=== Aim of the task ===
Reproduce every line of the records, unchanged, from the line containing "of the horse's" down to the very end of the records.

=== Data section ===
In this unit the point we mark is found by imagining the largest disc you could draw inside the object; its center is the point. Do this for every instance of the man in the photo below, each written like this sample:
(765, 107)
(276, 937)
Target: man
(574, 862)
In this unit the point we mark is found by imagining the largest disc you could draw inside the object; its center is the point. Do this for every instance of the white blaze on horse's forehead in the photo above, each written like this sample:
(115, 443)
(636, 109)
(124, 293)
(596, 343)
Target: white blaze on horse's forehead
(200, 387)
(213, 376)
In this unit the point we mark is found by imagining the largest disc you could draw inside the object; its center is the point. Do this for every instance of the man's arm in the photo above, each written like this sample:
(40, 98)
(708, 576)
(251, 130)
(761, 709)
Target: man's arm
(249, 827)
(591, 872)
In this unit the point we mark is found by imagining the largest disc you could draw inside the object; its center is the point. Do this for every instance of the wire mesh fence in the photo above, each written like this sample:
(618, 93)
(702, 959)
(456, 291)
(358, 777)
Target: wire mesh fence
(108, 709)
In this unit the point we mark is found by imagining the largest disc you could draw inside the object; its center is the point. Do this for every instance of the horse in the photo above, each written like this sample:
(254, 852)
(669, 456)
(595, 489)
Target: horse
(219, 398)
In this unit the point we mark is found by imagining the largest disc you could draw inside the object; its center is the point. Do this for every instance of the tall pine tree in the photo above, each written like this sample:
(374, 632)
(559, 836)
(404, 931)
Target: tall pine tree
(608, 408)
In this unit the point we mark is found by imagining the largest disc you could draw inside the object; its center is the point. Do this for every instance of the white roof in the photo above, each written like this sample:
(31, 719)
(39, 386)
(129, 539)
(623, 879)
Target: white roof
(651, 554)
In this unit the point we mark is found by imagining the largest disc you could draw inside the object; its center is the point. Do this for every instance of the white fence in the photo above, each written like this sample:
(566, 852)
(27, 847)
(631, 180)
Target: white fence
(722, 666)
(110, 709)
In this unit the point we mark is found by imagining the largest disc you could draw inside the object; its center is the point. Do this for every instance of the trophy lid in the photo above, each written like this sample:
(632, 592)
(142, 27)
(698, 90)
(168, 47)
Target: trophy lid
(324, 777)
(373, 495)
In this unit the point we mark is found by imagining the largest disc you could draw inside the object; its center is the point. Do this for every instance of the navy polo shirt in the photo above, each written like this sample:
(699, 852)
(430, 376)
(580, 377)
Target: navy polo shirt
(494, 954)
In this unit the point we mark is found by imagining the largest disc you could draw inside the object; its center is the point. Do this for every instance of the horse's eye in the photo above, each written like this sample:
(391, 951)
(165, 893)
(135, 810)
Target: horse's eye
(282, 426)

=== Exercise answer ===
In this unit the point we mark is found by imagining the largest disc you could draw inside the object; its center is the point. Do this for every instance of the horse's eye in the photo above, each written like this sample:
(391, 951)
(165, 893)
(135, 810)
Target: horse's eye
(282, 426)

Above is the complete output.